[Data items]
• • • •

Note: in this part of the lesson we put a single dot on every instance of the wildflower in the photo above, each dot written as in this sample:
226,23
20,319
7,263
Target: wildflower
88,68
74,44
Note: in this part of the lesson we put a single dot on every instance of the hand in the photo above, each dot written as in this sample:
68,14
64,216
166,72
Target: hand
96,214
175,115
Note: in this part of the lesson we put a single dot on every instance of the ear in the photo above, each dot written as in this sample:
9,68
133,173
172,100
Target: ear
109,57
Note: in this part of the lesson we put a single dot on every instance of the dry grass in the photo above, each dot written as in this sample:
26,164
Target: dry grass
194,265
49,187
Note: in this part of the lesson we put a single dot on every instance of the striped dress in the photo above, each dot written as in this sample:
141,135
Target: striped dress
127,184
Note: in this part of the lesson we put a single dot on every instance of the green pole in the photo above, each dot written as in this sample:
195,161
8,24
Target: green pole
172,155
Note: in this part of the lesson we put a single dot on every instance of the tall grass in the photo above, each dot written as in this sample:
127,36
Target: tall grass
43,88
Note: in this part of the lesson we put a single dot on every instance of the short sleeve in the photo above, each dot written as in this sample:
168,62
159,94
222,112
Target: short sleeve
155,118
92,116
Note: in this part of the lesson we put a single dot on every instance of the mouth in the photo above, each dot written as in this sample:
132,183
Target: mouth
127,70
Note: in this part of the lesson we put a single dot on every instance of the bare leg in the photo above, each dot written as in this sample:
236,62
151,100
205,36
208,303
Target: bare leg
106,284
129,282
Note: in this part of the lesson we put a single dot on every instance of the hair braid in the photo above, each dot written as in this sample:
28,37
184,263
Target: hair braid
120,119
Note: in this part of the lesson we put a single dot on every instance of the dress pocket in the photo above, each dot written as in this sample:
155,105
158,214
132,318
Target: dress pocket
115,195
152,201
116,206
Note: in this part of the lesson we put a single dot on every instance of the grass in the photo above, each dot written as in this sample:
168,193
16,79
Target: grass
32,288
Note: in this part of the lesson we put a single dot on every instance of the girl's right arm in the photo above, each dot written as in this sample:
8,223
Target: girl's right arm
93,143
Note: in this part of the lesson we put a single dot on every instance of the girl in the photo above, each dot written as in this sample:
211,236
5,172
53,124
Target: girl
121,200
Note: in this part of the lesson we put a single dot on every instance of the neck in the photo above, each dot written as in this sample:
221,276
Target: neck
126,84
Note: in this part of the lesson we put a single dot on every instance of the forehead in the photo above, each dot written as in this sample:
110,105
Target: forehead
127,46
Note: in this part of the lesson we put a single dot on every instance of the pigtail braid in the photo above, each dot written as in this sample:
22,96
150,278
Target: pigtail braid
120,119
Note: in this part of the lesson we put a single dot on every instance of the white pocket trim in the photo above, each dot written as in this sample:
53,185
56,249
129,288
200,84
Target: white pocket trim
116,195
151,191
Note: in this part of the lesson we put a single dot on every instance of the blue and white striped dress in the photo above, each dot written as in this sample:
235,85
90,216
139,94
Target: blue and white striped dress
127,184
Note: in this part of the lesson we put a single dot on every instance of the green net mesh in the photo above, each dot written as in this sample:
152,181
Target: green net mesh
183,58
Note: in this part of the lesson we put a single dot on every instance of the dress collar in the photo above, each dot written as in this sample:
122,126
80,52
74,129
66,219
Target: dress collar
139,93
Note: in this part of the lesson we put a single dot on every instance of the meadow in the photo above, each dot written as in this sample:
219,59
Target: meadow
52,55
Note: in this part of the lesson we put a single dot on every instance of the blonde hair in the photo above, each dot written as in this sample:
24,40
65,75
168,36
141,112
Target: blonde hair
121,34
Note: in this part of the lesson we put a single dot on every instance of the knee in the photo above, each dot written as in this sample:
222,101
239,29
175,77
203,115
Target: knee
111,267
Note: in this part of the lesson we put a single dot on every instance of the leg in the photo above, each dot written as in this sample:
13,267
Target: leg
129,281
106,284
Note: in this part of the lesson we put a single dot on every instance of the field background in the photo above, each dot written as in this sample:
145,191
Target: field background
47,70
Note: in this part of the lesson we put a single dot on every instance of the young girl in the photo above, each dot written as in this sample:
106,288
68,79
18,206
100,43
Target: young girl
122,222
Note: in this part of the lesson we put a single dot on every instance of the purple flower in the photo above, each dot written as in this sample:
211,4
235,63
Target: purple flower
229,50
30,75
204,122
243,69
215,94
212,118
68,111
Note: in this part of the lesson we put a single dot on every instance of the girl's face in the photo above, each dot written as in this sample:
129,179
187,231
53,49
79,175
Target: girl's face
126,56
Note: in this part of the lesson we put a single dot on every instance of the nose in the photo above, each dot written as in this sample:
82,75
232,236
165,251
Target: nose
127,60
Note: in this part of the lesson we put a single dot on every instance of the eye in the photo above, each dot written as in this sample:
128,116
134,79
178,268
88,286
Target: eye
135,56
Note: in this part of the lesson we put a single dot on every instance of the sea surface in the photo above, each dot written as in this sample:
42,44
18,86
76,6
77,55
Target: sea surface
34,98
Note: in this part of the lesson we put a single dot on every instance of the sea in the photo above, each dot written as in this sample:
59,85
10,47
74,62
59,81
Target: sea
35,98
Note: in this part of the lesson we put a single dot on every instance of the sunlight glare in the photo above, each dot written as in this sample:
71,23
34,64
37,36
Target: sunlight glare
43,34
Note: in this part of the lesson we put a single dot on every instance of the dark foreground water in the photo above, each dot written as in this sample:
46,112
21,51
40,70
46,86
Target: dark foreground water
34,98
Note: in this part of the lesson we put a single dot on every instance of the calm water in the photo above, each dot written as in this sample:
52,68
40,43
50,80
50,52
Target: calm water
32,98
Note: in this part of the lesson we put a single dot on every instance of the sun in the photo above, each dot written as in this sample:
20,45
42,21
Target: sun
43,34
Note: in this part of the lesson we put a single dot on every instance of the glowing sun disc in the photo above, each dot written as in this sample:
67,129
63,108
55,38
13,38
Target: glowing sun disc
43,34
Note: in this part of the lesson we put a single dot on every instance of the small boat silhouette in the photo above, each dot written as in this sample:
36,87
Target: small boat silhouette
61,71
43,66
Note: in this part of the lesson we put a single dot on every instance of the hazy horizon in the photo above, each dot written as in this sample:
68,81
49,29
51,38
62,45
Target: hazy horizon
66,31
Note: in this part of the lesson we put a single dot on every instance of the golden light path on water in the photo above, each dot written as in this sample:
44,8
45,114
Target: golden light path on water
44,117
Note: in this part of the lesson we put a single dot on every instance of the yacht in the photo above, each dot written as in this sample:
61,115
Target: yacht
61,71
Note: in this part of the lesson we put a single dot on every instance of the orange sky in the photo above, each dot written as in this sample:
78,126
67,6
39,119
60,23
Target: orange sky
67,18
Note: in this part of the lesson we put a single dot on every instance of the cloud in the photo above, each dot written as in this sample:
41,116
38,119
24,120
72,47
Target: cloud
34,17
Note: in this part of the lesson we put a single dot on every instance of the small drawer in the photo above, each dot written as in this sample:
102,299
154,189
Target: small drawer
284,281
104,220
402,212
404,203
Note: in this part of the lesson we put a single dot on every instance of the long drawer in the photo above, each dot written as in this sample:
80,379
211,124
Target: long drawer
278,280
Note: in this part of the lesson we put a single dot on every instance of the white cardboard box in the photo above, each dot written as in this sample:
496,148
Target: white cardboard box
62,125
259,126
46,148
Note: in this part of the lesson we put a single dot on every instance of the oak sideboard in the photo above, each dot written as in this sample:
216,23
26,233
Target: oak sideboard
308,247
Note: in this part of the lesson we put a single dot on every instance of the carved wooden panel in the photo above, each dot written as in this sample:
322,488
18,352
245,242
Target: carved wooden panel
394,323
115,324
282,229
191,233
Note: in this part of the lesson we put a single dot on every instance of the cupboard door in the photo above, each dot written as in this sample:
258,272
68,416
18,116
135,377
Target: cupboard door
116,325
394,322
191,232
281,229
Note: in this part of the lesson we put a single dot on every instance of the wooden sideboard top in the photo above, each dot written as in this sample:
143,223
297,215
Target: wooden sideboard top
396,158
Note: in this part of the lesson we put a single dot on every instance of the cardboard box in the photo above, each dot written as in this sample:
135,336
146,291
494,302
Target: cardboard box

• • • •

EXERCISE INSTRUCTIONS: Quote, without alteration, the final stretch of the entries: the line with "of the cupboard" onward to the last line.

RESULT:
Note: in this part of the lesson we put a single dot on every instance of the cupboard door in the photo above, each dot written as in this sample:
258,272
68,416
18,116
135,377
Target: cupboard door
116,325
394,322
191,232
281,229
Note: in this part of the lesson we put a single dot on every instance of the wooden sideboard top in the photo above, each dot written as in this sample:
143,223
297,215
Target: wooden sideboard top
396,158
Note: in this part of the lesson we put a single dot on every instance of the cardboard box in the photo above, each dot written as in this sample:
135,336
146,291
494,302
Target: cardboard box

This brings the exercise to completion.